** Begin Supplied data **

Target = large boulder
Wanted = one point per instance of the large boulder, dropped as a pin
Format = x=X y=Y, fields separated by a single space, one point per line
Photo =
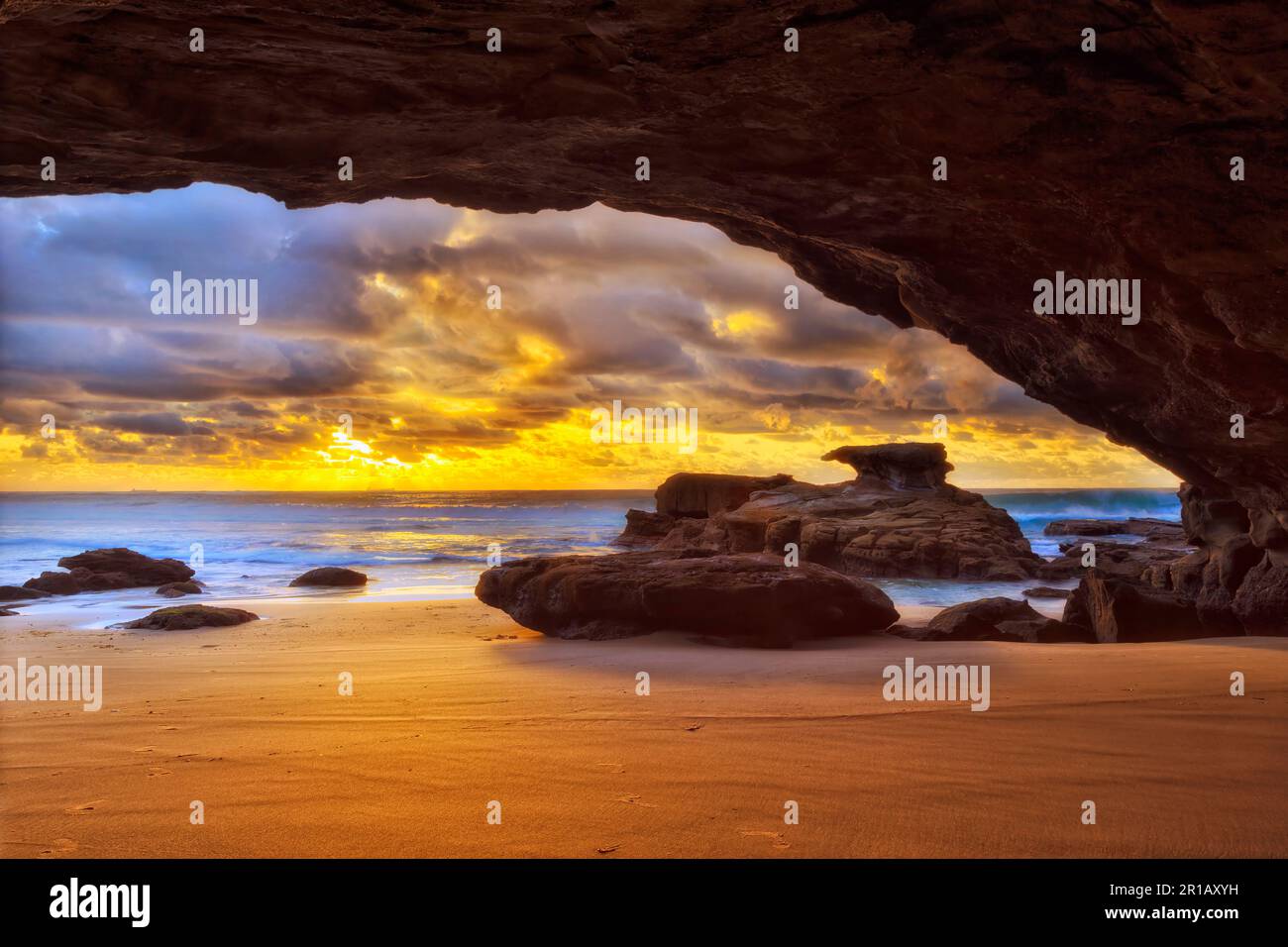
x=17 y=592
x=54 y=583
x=750 y=599
x=897 y=519
x=331 y=575
x=1116 y=608
x=123 y=569
x=183 y=617
x=992 y=620
x=1261 y=600
x=645 y=528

** End Supplied data **

*Task*.
Return every line of the material above verbatim, omitting the picture.

*Right answer*.
Target = large boulder
Wanted = one point per instance of the large boulder, dropped as a pin
Format = x=X y=Y, fields separated by a single space, one point per line
Photo =
x=17 y=592
x=54 y=583
x=750 y=599
x=897 y=519
x=331 y=575
x=1116 y=608
x=123 y=569
x=183 y=617
x=992 y=620
x=1261 y=600
x=645 y=528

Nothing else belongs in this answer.